_Supplied records_
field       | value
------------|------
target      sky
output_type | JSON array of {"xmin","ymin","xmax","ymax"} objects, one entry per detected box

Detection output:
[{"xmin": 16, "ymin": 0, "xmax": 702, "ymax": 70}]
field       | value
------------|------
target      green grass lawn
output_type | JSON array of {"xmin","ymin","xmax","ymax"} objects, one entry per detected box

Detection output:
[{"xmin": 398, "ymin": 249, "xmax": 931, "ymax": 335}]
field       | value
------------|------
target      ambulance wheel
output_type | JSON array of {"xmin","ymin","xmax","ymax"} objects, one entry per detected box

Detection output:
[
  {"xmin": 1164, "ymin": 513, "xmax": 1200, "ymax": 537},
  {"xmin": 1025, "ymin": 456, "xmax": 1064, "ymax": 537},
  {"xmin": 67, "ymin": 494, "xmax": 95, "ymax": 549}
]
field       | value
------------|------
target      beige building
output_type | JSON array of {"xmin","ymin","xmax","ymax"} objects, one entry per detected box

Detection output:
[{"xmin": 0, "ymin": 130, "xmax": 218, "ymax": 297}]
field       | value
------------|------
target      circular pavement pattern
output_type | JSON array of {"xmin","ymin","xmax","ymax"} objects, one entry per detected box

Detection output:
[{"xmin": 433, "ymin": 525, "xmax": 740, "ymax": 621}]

_Problem to work on_
Reproduce every one of the records above, line for line, with no changes.

_Written solution_
field       | value
------------|------
target      sky
output_type | JSON array of {"xmin","ymin","xmax","ymax"} objects, one entry per detected box

Detection output:
[{"xmin": 16, "ymin": 0, "xmax": 702, "ymax": 70}]
field       | value
------------|------
target      green grass lawn
output_type | JSON array of {"xmin","ymin","xmax","ymax"} objects, one entry per detected box

Detection output:
[{"xmin": 398, "ymin": 249, "xmax": 931, "ymax": 335}]
field       | value
------------|------
target      ambulance wheel
output_type | JSON array of {"xmin","ymin","xmax","ymax"} objects, one entry per detected box

Detection output:
[
  {"xmin": 1164, "ymin": 513, "xmax": 1200, "ymax": 537},
  {"xmin": 1025, "ymin": 456, "xmax": 1064, "ymax": 537},
  {"xmin": 67, "ymin": 494, "xmax": 95, "ymax": 549}
]
field       | value
------------|------
target      beige building
output_type | JSON array of {"xmin","ymin","xmax","ymax"} objects, one entry per detected box

Detection output:
[{"xmin": 0, "ymin": 130, "xmax": 218, "ymax": 297}]
field       | value
------------|------
target      circular pavement pattern
output_type | JSON array of {"xmin","ymin","xmax","ymax"} objects, one entry per detected box

Detection output:
[{"xmin": 433, "ymin": 525, "xmax": 740, "ymax": 621}]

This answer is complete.